(STATED PROBLEM 1): Name every subject in which, according to the Bram Stoker biography, he graduated with honors in 1870.
(STATED PROBLEM 2): In the Bram Stoker biography, reproduce word for word the passage starting with "Bram Stoker spent" and going on through "20 April, 1912.".

Bram (Abraham) Stoker was born in Dublin in 1847, one of the seven children of Abraham and Charlotte Stoker. A delicate child, he was partly educated at home, and was deeply influenced both by his father's interest in the theatre, and his mother's often gruesome stories of her childhood, particularly those concerning the great cholera epidemic of 1832. He entered Trinity College, Dublin in 1864, where he became a successful athlete and debater. He graduated in 1870 with honours in science, maths, oratory, history, and composition. Afterwards, he kept up his association with the College, and became friendly with Oscar Wilde's family when Oscar entered Trinity College in 1871.
Work as a Civil Servant
Bram obtained a post as a civil servant in Dublin Castle. He found the work dull, and continued to attend both college debating societies and the theatre as much as he could. He obtained an MA degree in mathematics during these years. He also began to write down ideas for articles and stories, and for a while was drama critic for the Dublin Evening Mail. He was efficient enough at work to be promoted to the post of Inspector of Petty Sessions1, and his first published book was actually Duties of Clerks of Petty Sessions in Ireland.
Friendship and Marriage
On a visit to Dublin, the great actor Henry Irving was so pleased with Bram's review of his Hamlet production that he asked to meet him. They became close friends, and over the next couple of years Irving stayed with Stoker on his visits to Dublin. Finally, in 1878, Irving invited Stoker to leave the civil service and become his manager. In the meantime, Bram met Florence Balcombe, who Oscar Wilde had admired and thought 'exquisitely pretty'. They were married in December 1878 and almost immediately emigrated to London, where their one child, a son Noel, was born in 1879.
Bram Stoker spent the rest of his life in London. He worked as business manager in the Lyceum Theatre for Sir Henry Irving, and was his devoted friend and secretary for nearly 30 years. He was called to the Bar (qualified as a barrister) in 1890, but never practised law. After Irving's sudden death in 1905, Stoker published his Personal Reminiscences of Henry Irving in 1906.
While working for Irving, Stoker still found enough time to write a series of thrillers and supernatural stories. After Irving's death, the income from his books became more important to him, but even Dracula made him very little money. He died on 20 April, 1912.

(Records from a collection):
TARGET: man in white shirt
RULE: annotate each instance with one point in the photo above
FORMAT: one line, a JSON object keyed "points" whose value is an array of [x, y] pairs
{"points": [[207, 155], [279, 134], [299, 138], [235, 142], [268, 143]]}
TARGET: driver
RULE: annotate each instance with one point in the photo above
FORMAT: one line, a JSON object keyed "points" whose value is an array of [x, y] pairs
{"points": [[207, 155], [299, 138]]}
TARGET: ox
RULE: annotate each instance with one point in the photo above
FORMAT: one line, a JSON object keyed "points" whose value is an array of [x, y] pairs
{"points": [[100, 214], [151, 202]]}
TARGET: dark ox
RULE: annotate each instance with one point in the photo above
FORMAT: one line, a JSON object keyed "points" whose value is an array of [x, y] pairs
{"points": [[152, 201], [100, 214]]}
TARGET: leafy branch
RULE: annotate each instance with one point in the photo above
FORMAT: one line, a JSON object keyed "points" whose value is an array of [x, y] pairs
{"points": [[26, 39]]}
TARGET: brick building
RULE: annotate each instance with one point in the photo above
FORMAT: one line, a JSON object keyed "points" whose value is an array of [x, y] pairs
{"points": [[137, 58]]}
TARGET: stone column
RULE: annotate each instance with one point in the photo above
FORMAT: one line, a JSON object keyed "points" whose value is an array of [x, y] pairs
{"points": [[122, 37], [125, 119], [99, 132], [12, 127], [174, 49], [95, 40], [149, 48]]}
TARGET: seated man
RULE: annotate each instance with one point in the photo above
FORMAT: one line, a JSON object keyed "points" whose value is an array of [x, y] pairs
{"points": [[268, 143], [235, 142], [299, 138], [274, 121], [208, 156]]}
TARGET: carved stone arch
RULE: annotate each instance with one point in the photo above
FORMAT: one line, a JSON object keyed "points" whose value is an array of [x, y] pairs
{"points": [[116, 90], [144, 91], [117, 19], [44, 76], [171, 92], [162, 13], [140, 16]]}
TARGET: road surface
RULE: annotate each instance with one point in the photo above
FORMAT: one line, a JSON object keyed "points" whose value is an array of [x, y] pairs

(WRITTEN SOLUTION 1): Science, maths, oratory, history, and composition.

(WRITTEN SOLUTION 2):
Bram Stoker spent the rest of his life in London. He worked as business manager in the Lyceum Theatre for Sir Henry Irving, and was his devoted friend and secretary for nearly 30 years. He was called to the Bar (qualified as a barrister) in 1890, but never practised law. After Irving's sudden death in 1905, Stoker published his Personal Reminiscences of Henry Irving in 1906.
While working for Irving, Stoker still found enough time to write a series of thrillers and supernatural stories. After Irving's death, the income from his books became more important to him, but even Dracula made him very little money. He died on 20 April, 1912.